**Recorded data**.
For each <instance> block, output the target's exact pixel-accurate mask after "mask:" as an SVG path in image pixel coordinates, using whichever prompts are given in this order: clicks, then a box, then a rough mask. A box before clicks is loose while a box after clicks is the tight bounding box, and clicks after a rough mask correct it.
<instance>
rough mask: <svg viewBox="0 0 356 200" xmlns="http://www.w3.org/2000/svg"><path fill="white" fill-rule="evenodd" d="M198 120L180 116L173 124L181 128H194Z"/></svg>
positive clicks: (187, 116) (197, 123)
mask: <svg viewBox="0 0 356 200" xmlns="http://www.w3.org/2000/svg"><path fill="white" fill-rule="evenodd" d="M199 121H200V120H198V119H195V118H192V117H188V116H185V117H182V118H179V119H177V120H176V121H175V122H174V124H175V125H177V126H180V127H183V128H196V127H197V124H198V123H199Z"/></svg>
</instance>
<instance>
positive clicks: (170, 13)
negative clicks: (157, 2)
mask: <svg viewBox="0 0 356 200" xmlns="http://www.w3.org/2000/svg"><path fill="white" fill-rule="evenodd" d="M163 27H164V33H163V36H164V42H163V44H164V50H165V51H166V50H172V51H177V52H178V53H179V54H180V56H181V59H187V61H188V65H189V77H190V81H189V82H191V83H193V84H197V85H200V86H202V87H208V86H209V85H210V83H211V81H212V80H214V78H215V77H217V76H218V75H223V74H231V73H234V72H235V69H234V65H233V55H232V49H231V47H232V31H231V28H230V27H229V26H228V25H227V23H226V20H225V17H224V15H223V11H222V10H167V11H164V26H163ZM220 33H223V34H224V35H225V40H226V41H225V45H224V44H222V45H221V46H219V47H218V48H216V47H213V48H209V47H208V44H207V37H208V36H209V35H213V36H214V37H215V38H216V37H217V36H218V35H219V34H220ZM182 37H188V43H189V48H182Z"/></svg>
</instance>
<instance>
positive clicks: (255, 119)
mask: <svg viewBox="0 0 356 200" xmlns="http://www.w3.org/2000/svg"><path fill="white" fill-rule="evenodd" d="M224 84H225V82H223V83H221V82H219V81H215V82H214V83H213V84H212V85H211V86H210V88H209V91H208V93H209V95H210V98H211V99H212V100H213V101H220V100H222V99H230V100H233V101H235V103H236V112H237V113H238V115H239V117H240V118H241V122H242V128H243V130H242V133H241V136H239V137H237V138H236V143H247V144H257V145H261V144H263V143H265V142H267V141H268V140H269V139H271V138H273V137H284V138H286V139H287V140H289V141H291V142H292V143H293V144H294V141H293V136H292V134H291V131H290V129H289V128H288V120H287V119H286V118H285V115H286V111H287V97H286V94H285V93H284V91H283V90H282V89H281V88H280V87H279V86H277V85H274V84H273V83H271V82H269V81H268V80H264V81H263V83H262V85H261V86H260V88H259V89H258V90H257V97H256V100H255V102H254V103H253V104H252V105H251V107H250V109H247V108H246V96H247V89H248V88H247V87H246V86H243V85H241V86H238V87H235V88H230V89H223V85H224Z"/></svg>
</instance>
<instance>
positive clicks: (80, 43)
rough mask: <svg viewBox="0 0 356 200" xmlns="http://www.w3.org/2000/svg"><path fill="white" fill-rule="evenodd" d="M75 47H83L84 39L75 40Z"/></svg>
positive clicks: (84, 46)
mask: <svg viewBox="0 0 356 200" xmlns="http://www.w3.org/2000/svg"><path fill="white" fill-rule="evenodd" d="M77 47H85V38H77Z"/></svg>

**Instructions for the task**.
Restate each entry above word for word.

**Output for this task**.
For each <instance> block, output the target's exact pixel-accurate mask after "mask:" as an SVG path in image pixel coordinates, using whichever prompts are given in this order: clicks, then a box, then a rough mask. A box before clicks is loose while a box after clicks is the tight bounding box, and clicks after a rough mask correct it.
<instance>
rough mask: <svg viewBox="0 0 356 200" xmlns="http://www.w3.org/2000/svg"><path fill="white" fill-rule="evenodd" d="M198 120L180 116L173 124L181 128H194Z"/></svg>
positive clicks: (187, 116) (197, 123)
mask: <svg viewBox="0 0 356 200" xmlns="http://www.w3.org/2000/svg"><path fill="white" fill-rule="evenodd" d="M199 121H200V120H198V119H195V118H192V117H188V116H185V117H182V118H179V119H177V120H176V121H175V122H174V124H175V125H177V126H180V127H183V128H196V127H197V124H198V123H199Z"/></svg>
</instance>
<instance>
positive clicks: (170, 13)
negative clicks: (157, 2)
mask: <svg viewBox="0 0 356 200" xmlns="http://www.w3.org/2000/svg"><path fill="white" fill-rule="evenodd" d="M163 27H164V33H163V36H164V42H163V44H164V50H165V51H166V50H172V51H177V52H178V53H179V54H180V56H181V59H187V61H188V65H189V77H190V81H189V82H191V83H193V84H197V85H200V86H202V87H208V86H209V85H210V83H211V81H212V80H214V78H215V77H217V76H218V75H223V74H231V73H234V72H235V69H234V65H233V55H232V49H231V47H232V31H231V28H230V27H229V26H228V25H227V23H226V20H225V17H224V15H223V11H222V10H167V11H164V26H163ZM220 33H223V34H224V35H225V40H226V41H225V45H224V44H222V45H221V46H219V47H218V48H216V47H213V48H209V47H208V44H207V37H208V36H209V35H213V36H214V37H215V38H216V37H217V36H218V35H219V34H220ZM182 37H188V43H189V48H182Z"/></svg>
</instance>
<instance>
positive clicks: (255, 119)
mask: <svg viewBox="0 0 356 200" xmlns="http://www.w3.org/2000/svg"><path fill="white" fill-rule="evenodd" d="M224 84H225V82H223V83H221V82H219V81H215V82H214V83H213V84H212V85H211V86H210V88H209V91H208V93H209V95H210V98H211V99H212V100H213V101H220V100H222V99H230V100H233V101H235V103H236V112H237V113H238V115H239V117H240V118H241V122H242V128H243V130H242V133H241V136H239V137H237V138H236V143H247V144H257V145H261V144H263V143H265V142H267V141H268V140H269V139H271V138H273V137H284V138H286V139H287V140H289V141H291V142H292V143H293V144H294V141H293V136H292V134H291V131H290V129H289V128H288V120H287V119H286V118H285V115H286V111H287V97H286V94H285V93H284V91H283V90H282V89H281V88H280V87H279V86H277V85H274V84H273V83H271V82H269V81H268V80H264V81H263V83H262V85H261V86H260V88H259V89H258V90H257V97H256V100H255V102H254V103H253V104H252V105H251V107H250V109H247V108H246V96H247V89H248V88H247V87H246V86H243V85H241V86H238V87H235V88H230V89H223V85H224Z"/></svg>
</instance>
<instance>
positive clicks: (80, 43)
rough mask: <svg viewBox="0 0 356 200" xmlns="http://www.w3.org/2000/svg"><path fill="white" fill-rule="evenodd" d="M75 47H83L84 39L75 40Z"/></svg>
positive clicks: (84, 46)
mask: <svg viewBox="0 0 356 200" xmlns="http://www.w3.org/2000/svg"><path fill="white" fill-rule="evenodd" d="M77 47H85V38H77Z"/></svg>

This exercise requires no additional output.